In the rows below, replace every "Category" with "Label" and keep everything else the same. Leave the pictures out of your answer.

= = = =

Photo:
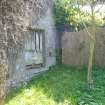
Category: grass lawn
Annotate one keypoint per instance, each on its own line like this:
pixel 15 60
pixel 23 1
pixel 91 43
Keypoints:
pixel 60 85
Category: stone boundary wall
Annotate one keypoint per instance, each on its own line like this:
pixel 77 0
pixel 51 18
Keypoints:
pixel 75 48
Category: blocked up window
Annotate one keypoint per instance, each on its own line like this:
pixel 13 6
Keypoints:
pixel 35 49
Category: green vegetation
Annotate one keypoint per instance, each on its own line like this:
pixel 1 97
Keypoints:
pixel 61 85
pixel 68 13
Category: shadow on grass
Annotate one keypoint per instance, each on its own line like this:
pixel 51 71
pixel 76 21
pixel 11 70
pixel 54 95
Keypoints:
pixel 62 83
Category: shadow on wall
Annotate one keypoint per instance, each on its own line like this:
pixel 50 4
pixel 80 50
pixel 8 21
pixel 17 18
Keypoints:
pixel 75 48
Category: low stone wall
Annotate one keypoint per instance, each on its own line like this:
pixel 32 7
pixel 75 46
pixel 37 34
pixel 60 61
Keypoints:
pixel 75 48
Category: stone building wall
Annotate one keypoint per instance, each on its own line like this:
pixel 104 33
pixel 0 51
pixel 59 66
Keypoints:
pixel 75 48
pixel 20 74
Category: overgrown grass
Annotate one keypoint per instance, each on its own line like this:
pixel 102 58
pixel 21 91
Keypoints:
pixel 60 85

= = = =

__Solved problem__.
Photo:
Label: grass lawn
Annotate one keypoint per instance, each on its own line like this:
pixel 15 60
pixel 23 1
pixel 91 43
Keypoints:
pixel 60 85
Label: stone boundary wall
Annotate one keypoint per instance, each on its own line like this:
pixel 77 0
pixel 51 18
Keypoints:
pixel 75 48
Label: blocked up window
Annotate one keypoint per instance, each on its own line like this:
pixel 13 6
Keypoints:
pixel 35 49
Label: green vegetation
Annotate one keypoint per instance, each on its own line like this:
pixel 1 97
Keypoints:
pixel 61 85
pixel 68 13
Label: shadow on grass
Annotate one keypoint per instance, each on its own line like this:
pixel 51 71
pixel 76 21
pixel 11 70
pixel 54 95
Keypoints:
pixel 62 83
Label: shadow on wall
Annotate one keypoint per instance, each on its own line like this:
pixel 50 4
pixel 80 50
pixel 8 21
pixel 17 18
Keypoints:
pixel 75 48
Label: low stone wall
Annotate one keypoint per instance, each on its own line like this:
pixel 32 7
pixel 75 46
pixel 37 34
pixel 60 61
Keypoints:
pixel 75 48
Label: stone building wall
Annotate one keypoint per instance, each on its own line like this:
pixel 104 33
pixel 0 51
pixel 59 66
Keypoints:
pixel 75 48
pixel 20 74
Label: overgrown grass
Annotate one keypoint per instance, each on its own line like this:
pixel 102 58
pixel 21 91
Keypoints:
pixel 60 85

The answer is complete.